* Given passage *
────────────────────
AI agents are beginning to take on everyday tasks — booking travel, shopping for products, managing our online accounts. But who will these agents work for?
With major platforms racing to build general-purpose agents, now is the time to demonstrate that trusted, user-aligned alternatives are both possible and feasible. Consumer Reports (CR) and Stanford’s Digital Economy Lab are joining forces to explore a new kind of AI agent: a consumer-authorized agent that acts on behalf of you, serving your interests first and foremost. We imagine a future where agents are loyal by design, helping people navigate the market, understand their options, and make informed choices.
To start building toward this vision, we’ve defined a set of foundational use cases a consumer agent could soon support. These tasks follow a complete customer journey: researching a product, making a purchase, submitting feedback, checking account details, and initiating a return.
You can read the full set of use cases here. Below, we walk through the high-level journey and our plan to bring it to life.
Customer Journey
Imagine the journey of a consumer interacting with an AI agent to aid with a common household purchase task:
“My old dishwasher finally gave out, and I wanted a replacement fast. I asked my AI agent to help me find top-rated models based on Consumer Reports’ testing, something energy efficient that fit the dimensions of my kitchen. After reviewing a shortlist and comparing prices, I chose a highly rated model that could be delivered within the week: the Dishwhiz 9000. I asked my agent to order the dishwasher from a major retailer and schedule the delivery for this weekend.
After the installation, I noticed a musty smell and inconsistent drying. I asked my AI agent to send feedback to the manufacturer describing the issue. They responded with a cleaning procedure and suggested checking the rinse aid level.
Later, I wanted to double-check the return policy and whether I was still eligible to return this model if the problem continued. My agent retrieved the return policy from the manufacturer and confirmed that the model was still eligible for return based on my purchase date.
After a few more weeks of no improvement, I decided I’d rather return this dishwasher and go with a different model. My AI agent initiated the return process with the retailer, confirmed I was eligible for a full refund, and even helped schedule the pickup. I saw the refund appear in my bank account, and the pickup happened on time.
────────────────────
* Input data *
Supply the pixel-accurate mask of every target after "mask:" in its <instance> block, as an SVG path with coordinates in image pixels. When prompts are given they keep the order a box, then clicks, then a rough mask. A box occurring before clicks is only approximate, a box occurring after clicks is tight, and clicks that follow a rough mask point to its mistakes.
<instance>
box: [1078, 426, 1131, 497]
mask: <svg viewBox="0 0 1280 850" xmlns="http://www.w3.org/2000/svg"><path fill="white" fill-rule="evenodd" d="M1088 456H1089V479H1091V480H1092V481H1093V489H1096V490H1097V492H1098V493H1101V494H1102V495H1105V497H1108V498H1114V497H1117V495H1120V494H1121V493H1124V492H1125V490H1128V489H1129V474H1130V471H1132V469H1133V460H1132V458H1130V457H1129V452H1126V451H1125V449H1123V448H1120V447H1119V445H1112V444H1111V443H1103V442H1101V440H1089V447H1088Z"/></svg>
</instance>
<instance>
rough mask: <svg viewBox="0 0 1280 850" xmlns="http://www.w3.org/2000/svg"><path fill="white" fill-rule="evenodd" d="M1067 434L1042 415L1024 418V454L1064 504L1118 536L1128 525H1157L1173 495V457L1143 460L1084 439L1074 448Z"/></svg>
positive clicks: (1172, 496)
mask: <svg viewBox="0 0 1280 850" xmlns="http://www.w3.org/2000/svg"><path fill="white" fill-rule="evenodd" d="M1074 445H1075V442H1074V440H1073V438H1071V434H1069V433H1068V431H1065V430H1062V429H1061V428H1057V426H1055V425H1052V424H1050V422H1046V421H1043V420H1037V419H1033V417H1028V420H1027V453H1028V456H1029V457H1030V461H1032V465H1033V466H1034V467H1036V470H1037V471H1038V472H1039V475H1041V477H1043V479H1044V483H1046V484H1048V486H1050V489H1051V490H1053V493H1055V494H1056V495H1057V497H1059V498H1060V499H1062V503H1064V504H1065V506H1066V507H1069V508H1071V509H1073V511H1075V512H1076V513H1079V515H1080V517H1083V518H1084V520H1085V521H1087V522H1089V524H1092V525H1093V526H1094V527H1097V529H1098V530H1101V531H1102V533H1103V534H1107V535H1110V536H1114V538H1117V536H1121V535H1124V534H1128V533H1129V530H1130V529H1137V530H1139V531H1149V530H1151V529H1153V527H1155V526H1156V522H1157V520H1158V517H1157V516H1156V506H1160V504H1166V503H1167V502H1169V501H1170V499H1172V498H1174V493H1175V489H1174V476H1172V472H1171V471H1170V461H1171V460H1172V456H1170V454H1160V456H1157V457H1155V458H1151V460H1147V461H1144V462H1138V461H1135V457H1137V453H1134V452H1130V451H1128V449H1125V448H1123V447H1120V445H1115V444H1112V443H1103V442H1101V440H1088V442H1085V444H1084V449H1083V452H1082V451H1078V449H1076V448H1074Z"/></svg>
────────────────────
* Exercises *
A. Rewrite the part of the consumer-agent passage that opens with "Later, I wanted" and closes with "my purchase date.", swapping "manufacturer" for "retailer".
B. Find every line in the listing that contains the string "instance" and copy each one.

* Answers for the tasks *
A.
Later, I wanted to double-check the return policy and whether I was still eligible to return this model if the problem continued. My agent retrieved the return policy from the retailer and confirmed that the model was still eligible for return based on my purchase date.

B.
Supply the pixel-accurate mask of every target after "mask:" in its <instance> block, as an SVG path with coordinates in image pixels. When prompts are given they keep the order a box, then clicks, then a rough mask. A box occurring before clicks is only approximate, a box occurring after clicks is tight, and clicks that follow a rough mask point to its mistakes.
<instance>
</instance>
<instance>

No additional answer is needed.